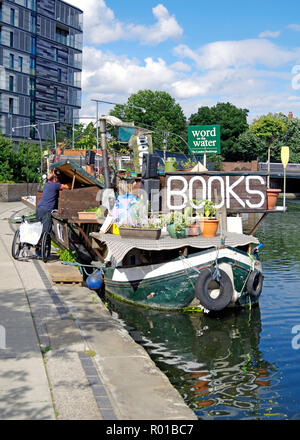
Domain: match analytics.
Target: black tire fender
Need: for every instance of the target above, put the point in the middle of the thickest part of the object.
(205, 284)
(254, 283)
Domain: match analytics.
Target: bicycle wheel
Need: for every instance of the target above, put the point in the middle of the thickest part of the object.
(16, 245)
(46, 246)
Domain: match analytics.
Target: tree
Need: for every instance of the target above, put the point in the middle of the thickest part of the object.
(163, 115)
(233, 122)
(6, 170)
(290, 138)
(251, 147)
(269, 128)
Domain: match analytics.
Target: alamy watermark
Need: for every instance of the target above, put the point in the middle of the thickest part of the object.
(296, 77)
(296, 338)
(2, 338)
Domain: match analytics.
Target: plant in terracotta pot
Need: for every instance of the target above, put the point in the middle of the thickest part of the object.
(193, 226)
(272, 196)
(138, 224)
(208, 221)
(177, 225)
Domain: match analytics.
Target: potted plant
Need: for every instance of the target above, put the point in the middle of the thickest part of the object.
(178, 224)
(91, 213)
(139, 224)
(208, 221)
(272, 196)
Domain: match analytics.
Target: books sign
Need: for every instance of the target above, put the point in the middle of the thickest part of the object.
(204, 139)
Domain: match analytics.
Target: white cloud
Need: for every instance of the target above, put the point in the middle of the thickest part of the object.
(222, 54)
(101, 26)
(294, 27)
(269, 34)
(107, 73)
(166, 27)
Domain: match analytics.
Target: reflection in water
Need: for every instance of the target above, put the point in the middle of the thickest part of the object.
(215, 363)
(240, 364)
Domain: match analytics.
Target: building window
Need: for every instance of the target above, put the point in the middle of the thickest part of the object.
(32, 87)
(11, 61)
(32, 110)
(20, 64)
(62, 36)
(11, 83)
(10, 105)
(32, 66)
(32, 45)
(12, 17)
(33, 23)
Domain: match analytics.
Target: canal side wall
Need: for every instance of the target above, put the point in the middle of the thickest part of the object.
(12, 192)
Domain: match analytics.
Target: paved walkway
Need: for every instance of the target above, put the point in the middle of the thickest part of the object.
(62, 355)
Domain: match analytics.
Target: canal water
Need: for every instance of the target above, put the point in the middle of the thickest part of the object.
(244, 364)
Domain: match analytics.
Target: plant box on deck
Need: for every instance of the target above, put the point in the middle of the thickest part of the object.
(143, 233)
(85, 215)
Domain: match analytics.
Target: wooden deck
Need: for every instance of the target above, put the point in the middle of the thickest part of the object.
(64, 274)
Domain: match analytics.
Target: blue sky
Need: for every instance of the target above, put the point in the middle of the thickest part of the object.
(200, 52)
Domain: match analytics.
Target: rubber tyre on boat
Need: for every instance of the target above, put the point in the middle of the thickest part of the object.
(254, 283)
(46, 247)
(16, 245)
(206, 285)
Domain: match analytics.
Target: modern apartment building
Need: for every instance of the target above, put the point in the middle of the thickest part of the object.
(40, 66)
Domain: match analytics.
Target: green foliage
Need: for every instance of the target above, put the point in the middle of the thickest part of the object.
(162, 114)
(208, 207)
(291, 139)
(249, 147)
(233, 122)
(269, 128)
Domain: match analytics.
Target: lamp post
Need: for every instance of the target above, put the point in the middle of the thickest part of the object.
(73, 127)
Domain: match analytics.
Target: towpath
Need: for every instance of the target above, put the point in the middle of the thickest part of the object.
(64, 357)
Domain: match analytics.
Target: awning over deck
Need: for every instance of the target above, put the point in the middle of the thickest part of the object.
(69, 169)
(119, 247)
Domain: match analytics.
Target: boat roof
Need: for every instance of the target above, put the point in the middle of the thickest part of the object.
(118, 247)
(69, 169)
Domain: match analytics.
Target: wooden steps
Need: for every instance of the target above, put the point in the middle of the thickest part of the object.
(63, 274)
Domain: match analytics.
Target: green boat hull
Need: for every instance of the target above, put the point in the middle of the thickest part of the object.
(176, 290)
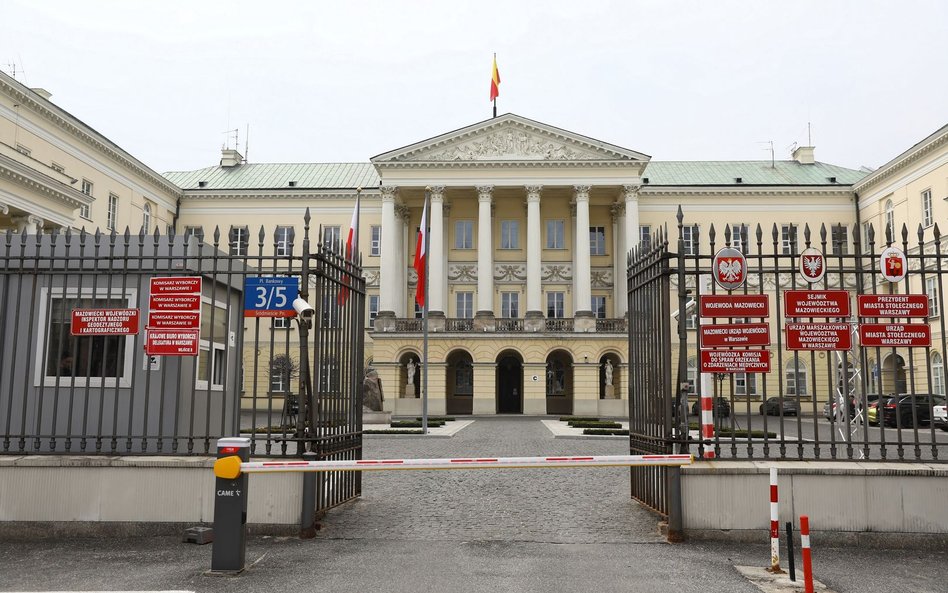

* _Work required_
Locate every line in the data above that contains the word "green" and copy each one.

* _Worked answer_
Target: green foliage
Target: green boat hull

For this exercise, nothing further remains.